[PROBLEM SET]
**a)** Translate this sentence from the essay below about the Russian invasion of Ukraine into Spanish: "I don’t know what will happen, but the possible outcomes aren’t looking promising."
**b)** Carry on the essay below about the Russian invasion of Ukraine, starting right after its final sentence.
PAGE EXTRACT Start Marker
Russian Invasion: My American Heart Bleeds for My Ukrainian Family Edited by C. Andrews


Tensions between Russia and Ukraine have been simmering for years, but today they erupted into a raging fire, impacting not just those two nations but also the rest of the globe.

 Do we have to sit back and watch, unsure of what is left to come and unable to do anything to help?


Tensions have been rising for so long that when I woke up this morning, a part of me felt as if it was already over. However, the reality is that this shattering sequence of events may be the end to certain tensions, but it’s the beginning to a world of thunder. 

I don’t know what will happen, but the possible outcomes aren’t looking promising. Are the Russians going to reach my family, my friends? Is NATO going to help Ukraine despite the country’s status as a “highly valued partner” and not a direct ally? My grandparents have to watch as their country, their home, is being invaded. They have to listen as the sound of explosions carries closer. They have to worry about their son, my uncle, who has to go to work despite this chaos because he’s considered “essential” in the government energy sector. Meanwhile, how am I expected to go to school as if today is a typical American school day as if my relatives aren’t fleeing their homes for safety while I’m in class?
PAGE EXTRACT End Marker
RAW DATA Start Marker
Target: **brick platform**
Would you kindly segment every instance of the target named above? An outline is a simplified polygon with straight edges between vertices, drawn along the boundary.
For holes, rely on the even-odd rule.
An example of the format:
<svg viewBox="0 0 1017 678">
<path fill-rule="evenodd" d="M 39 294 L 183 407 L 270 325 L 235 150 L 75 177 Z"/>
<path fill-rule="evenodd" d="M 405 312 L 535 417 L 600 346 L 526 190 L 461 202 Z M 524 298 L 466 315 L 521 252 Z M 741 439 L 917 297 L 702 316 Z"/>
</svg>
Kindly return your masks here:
RAW DATA End Marker
RAW DATA Start Marker
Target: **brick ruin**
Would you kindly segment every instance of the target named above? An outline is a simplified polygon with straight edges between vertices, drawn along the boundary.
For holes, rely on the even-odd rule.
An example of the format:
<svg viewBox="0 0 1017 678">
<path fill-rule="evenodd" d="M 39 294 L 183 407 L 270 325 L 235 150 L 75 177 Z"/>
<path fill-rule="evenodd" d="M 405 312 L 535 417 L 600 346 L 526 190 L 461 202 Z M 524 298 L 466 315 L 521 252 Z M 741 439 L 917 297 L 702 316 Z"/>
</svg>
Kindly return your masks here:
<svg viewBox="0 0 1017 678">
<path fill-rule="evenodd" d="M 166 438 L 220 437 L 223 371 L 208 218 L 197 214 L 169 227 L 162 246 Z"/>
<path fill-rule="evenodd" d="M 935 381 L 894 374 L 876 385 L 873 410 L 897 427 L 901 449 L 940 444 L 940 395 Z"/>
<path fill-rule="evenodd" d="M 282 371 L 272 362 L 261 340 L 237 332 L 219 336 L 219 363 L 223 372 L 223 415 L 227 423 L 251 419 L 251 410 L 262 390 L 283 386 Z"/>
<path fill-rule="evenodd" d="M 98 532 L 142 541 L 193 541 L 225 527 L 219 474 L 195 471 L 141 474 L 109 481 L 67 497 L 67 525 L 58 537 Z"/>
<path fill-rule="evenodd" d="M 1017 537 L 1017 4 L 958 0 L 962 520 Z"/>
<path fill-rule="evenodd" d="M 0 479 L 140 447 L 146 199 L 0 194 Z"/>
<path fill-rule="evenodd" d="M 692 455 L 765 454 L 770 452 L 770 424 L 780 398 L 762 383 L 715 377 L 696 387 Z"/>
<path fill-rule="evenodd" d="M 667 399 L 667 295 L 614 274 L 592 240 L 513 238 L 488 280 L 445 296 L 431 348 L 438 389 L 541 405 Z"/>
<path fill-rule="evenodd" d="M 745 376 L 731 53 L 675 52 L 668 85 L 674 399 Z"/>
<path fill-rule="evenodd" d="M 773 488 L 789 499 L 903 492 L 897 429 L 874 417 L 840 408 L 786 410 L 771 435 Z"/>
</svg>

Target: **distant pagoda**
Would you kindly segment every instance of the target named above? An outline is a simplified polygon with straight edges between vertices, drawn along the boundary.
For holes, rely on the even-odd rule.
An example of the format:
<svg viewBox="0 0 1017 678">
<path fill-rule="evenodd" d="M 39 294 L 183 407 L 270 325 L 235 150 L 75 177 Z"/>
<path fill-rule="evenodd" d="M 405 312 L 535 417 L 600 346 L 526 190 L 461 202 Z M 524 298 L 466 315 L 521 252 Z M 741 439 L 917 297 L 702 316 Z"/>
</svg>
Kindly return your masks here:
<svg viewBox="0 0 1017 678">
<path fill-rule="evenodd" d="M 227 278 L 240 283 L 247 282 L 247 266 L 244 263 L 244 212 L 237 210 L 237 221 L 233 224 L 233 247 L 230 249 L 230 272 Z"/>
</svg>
RAW DATA End Marker
[ACTIVITY ANSWERS]
**a)** No sé qué pasará, pero los posibles resultados no parecen prometedores.

**b)**
Since the beginning of the outbreak of COVID-19, I haven’t been able to visit my relatives in Ukraine. My parents constantly planned trips to Ukraine over the past few years, but they were continuously postponed because of recent events. All the same, we kept trying to find a way to get to Ukraine, fearful that my Great Grandmother may not have much time left since she’s 88 and not in good health. Our family is still hoping that Grandma Valentina’s last memories won’t be the distant sounds of bombing and sirens as Russians attempt to take more and more of her home country’s land. 

Lately, I’ve seen my mother on the phone more and more, texting and calling our relatives in Ukraine. My parents’ concerns grew as the conflict between Ukraine and Russia intensified by the day. I began to fear for my family, reaching out to my great-grandmother, grandparents, and uncle more frequently than before. Still, the worst of it was the sense of not knowing, haunting us as online media would constantly bounce back and forth with their predictions on what was to come. This morning, that feeling was replaced with terror when Putin had officially ordered a full-scale invasion into Ukraine. 

Anti-government protesters jump up and down and sing outside Ukrainian parliament. (Onur Coban/Anadolu Agency/Getty Images)

On February 22, two days prior to the overnight invasion, Jens Stoltenberg (NATO Chief) reassured the public that NATO was prepared to defend Ukraine. 

 “I think also that we need to realize that Ukraine is a highly valued partner. We support them with military support, with political support, with the cyber defenses, with equipment. Different Allies provide different types of support. But when it comes to NATO Allies, we provide absolute security guarantees. Meaning that we make it absolutely clear that an attack on one Ally will trigger a response from the whole Alliance. One-for-all. All-for-one. And that’s also the reason why NATO has increased its presence in the eastern part of the Alliance, in a defensive manner, to make sure that there is no room for miscalculation about our ability to defend all Allies. And as long as we do that, we will prevent an attack on the NATO-allied countries.”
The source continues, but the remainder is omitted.